::: Texte à lire
Le dire ne suffit pas
L’autonomie ne s’invoque pas, ne se décrète pas. Ce n’est pas quelque chose qui apparaît suite à un rituel obscur en haut d’une tour illuminée par la pleine lune. Non. Ce n’est pas non plus une formule magique qui doit être prononcée par un quelconque magicien conseil qui, de son chapeau, pourrait transformer la pensée et les pratiques de toute une organisation. Non plus.
Et pourtant.
Pourtant nous observons une recrudescence de l’utilisation de ce terme, du souhait de l’intégration rapide de cette philosophie dans le quotidien des femmes et des hommes constituant les organisations. Le sujet est particulièrement en vogue dans le monde tertiaire qui s’émerveille de ce pouvoir. Qui, comme si le sujet n’avait jamais été décortiqué par d’autres industries auparavant, pense qu’une simple formule affichée sur le plan stratégique suffirait.
C’est pourtant un sujet qui ne date pas d’hier. Différentes industries ont largement éprouvé les principes, que ce soit dans l’automobile ou l’aéronautique, notamment avec les équipes autonomes et les équipes semi-autonomes. Je ne développerai pas ici le sujet des « entreprises libérées » qui à mon sens touche à d’autres dimensions.
Les bénéfices ont largement été partagés, notamment dans un dossier (2) datant des années 2000, à condition que ce soit fait correctement. Des économies, des idées, de l’innovation, moins de pénalités de retard (division par 10 !), un absentéisme divisé par deux, moins d’accidents du travail… Franchement, ça fait rêver !
Ah oui, mais alors, comment on fait ?
Se questionner
Avoir l’humilité de savoir qu’on ne sait pas. Une technique efficace, lorsqu’on intègre le fait de ne pas savoir, c’est de questionner. De questionner, de se questionner et de se laisser questionner. Commençons par nous questionner.
Qu’est-ce que l’autonomie ? Qu’est-ce qu’on entend par développer l’autonomie des équipes ? C’est souvent à ce moment que l’on découvre que la notion même d’autonomie n’est pas claire dans les esprits. Pas claire du tout. Et en même temps les définitions sont riches et nombreuses.
::::::
::: Données fournies
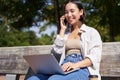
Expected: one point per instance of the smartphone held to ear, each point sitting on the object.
(65, 21)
::::::
**À faire**
- a) Répondez à ces questions sur le texte consacré à l'autonomie des équipes :
(i) Quelles industries y sont citées comme ayant largement éprouvé les principes ?
(ii) Par combien les pénalités de retard ont-elles été divisées ?
(iii) Quelle technique efficace est proposée lorsqu'on intègre le fait de ne pas savoir ?
- b) Poursuivez le texte sur l'autonomie des équipes après sa dernière phrase.

**Résultats attendus**
- a)
(i) L'automobile et l'aéronautique.
(ii) Par 10.
(iii) Questionner.

- b)
Une chose est sûre : l’autonomie, ce n’est pas l’indépendance. Ce n’est pas le même sujet, ce n’est pas la même finalité. C’est un niveau de maturité supérieur. Pour ma part, j’ai adopté la définition proposée par l’analyse transactionnelle : « L’autonomie est la forme la plus aboutie d’un fonctionnement basé sur des liens multiples ». Ce n’est donc pas être tout seul dans son coin à n’en faire qu’à sa tête. Non.
L’organisation, comme tout élément complexe, est un système. Et comme tout système, vous pouvez difficilement en modifier une partie sans en impacter une autre. Partons du souhait de développer l’autonomie des collaborateurs, et regardons le système. Qu’est-ce qui entre en jeu à première vue ?
Quelques idées : le collaborateur, le management, les fonctions support, la direction générale, les outils, les clients, la réglementation (métier et droit du travail), …
Regardons maintenant quelques pièces de ce système et imaginons l’impact du développement d’une culture de l’autonomie.
Le collaborateur
Admettons que nous faisons en sorte de travailler l’autonomie pour des collaborateurs en contact des clients par exemple. Qu’est-ce que cela signifie ?
Est-ce que ce ne serait pas laisser le choix au collaborateur d’organiser son temps de travail ? Pour un chargé de clientèle, est-ce que ce ne serait pas dire « on ouvre le service client à 8h30, puis on le ferme à 19h30. Entre l’ouverture et la fermeture, vous vous organisez entre vous » ? Ce qui permettrait au collectif de s’organiser en fonction des besoins et des contraintes de chacun, tout en respectant le besoin de bien servir le client ?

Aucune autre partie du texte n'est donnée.